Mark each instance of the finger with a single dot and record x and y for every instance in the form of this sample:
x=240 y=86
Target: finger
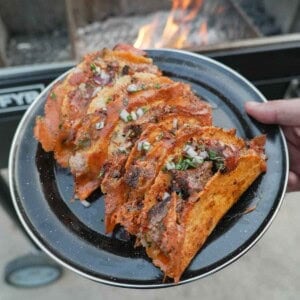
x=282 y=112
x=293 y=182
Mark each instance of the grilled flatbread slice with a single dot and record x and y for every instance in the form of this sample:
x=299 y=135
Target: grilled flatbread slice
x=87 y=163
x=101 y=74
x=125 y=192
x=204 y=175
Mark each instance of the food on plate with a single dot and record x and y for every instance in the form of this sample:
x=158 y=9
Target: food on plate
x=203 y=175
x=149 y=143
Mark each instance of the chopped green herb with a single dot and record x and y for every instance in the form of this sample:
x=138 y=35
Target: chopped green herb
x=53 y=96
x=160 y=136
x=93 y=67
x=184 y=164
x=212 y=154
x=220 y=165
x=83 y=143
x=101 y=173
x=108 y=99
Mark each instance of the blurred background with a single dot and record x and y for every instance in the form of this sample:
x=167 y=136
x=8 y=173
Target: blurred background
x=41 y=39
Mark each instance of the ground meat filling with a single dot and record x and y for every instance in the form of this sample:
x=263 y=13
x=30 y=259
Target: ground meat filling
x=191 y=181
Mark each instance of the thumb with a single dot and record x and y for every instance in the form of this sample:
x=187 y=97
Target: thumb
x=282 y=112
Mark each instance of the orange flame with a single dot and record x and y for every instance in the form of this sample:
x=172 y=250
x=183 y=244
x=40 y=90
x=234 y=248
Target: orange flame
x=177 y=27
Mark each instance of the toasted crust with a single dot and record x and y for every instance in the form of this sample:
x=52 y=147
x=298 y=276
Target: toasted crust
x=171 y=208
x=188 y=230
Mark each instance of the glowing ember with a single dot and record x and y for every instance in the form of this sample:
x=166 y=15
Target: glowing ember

**STATED GOAL**
Reproduce every one of the records above verbatim, omitting the pictures.

**COMPLETE RESPONSE**
Mark each instance of the finger with a single dot and record x and y for every instance in the form of this sample:
x=240 y=86
Target: finger
x=282 y=112
x=293 y=182
Mark each instance of the grilled flatbread slice with a single dot and record x and y for every instance in the form of this sample:
x=299 y=135
Target: grilled flatbread slice
x=87 y=163
x=101 y=74
x=125 y=192
x=204 y=175
Mark each instance of the food on plate with a single dot and record x and y for every instance in the form of this sample:
x=158 y=9
Target: food on plate
x=203 y=175
x=149 y=143
Mark each instance of the chopped green herb with a single dot and record x and y for every instance in the form of this sample:
x=138 y=35
Target: chopped green herb
x=53 y=96
x=160 y=136
x=93 y=67
x=184 y=164
x=212 y=154
x=220 y=165
x=83 y=143
x=101 y=173
x=108 y=99
Mark each instance of the blurred background with a single dot and record x and y for every instance in the form of this sample:
x=167 y=136
x=8 y=173
Target: blurred background
x=41 y=39
Mark each instance of the ground meat filling with a single dot and record x and y for every instance in the form of this sample:
x=263 y=13
x=30 y=259
Target: ground meat filling
x=191 y=181
Mark each instance of the thumb with a single dot and record x and y for every instance in the form of this sample:
x=187 y=97
Target: thumb
x=282 y=112
Mark each instance of the orange flame with a single dot and record x and y for every instance in the form of this sample:
x=172 y=250
x=183 y=244
x=40 y=90
x=234 y=248
Target: orange flame
x=177 y=27
Mark each instance of the toasted crust with a single dot and record x and y for every instance in the form of this sample:
x=52 y=147
x=298 y=276
Target: toasted crust
x=171 y=208
x=188 y=230
Mark each instance of the glowing ember with a single dot and record x and y for every instance in the form of this sample:
x=166 y=15
Target: glowing ember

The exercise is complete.